* _The exercise_:
Lay out the stretch of the material below, from the line containing "Expected: one point per instance of the steering wheel, reported" through its end, as a Markdown table with the columns Row and Line. Number each line and skip any blank ones.

* _Records for the task_:

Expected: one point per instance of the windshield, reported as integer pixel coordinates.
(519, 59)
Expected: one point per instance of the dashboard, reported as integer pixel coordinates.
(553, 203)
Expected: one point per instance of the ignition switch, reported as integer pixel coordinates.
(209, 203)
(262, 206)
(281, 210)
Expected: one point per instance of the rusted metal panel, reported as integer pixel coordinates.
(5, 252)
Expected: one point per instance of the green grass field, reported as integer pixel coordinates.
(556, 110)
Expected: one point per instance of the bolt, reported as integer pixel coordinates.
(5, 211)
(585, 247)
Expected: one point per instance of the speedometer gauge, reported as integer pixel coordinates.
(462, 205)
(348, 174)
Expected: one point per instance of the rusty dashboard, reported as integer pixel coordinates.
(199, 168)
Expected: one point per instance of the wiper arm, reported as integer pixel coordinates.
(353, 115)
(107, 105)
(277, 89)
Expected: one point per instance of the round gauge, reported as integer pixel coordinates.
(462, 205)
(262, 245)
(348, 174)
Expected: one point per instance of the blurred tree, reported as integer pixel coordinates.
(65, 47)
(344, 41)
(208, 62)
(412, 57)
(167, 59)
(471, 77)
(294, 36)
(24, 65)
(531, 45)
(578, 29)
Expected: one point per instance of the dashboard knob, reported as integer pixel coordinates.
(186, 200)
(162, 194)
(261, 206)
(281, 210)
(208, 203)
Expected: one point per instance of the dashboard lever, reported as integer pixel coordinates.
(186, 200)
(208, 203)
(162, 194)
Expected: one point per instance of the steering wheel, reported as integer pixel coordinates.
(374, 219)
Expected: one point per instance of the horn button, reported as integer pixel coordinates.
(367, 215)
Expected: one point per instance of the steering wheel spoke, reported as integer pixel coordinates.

* _In response_:
| Row | Line |
|---|---|
| 1 | Expected: one point per instance of the steering wheel, reported as integer pixel coordinates. |
| 2 | (374, 219) |
| 3 | Expected: one point per instance of the horn button, reported as integer pixel coordinates. |
| 4 | (367, 215) |
| 5 | Expected: one point per instance of the steering wheel spoke, reported as integer pixel coordinates. |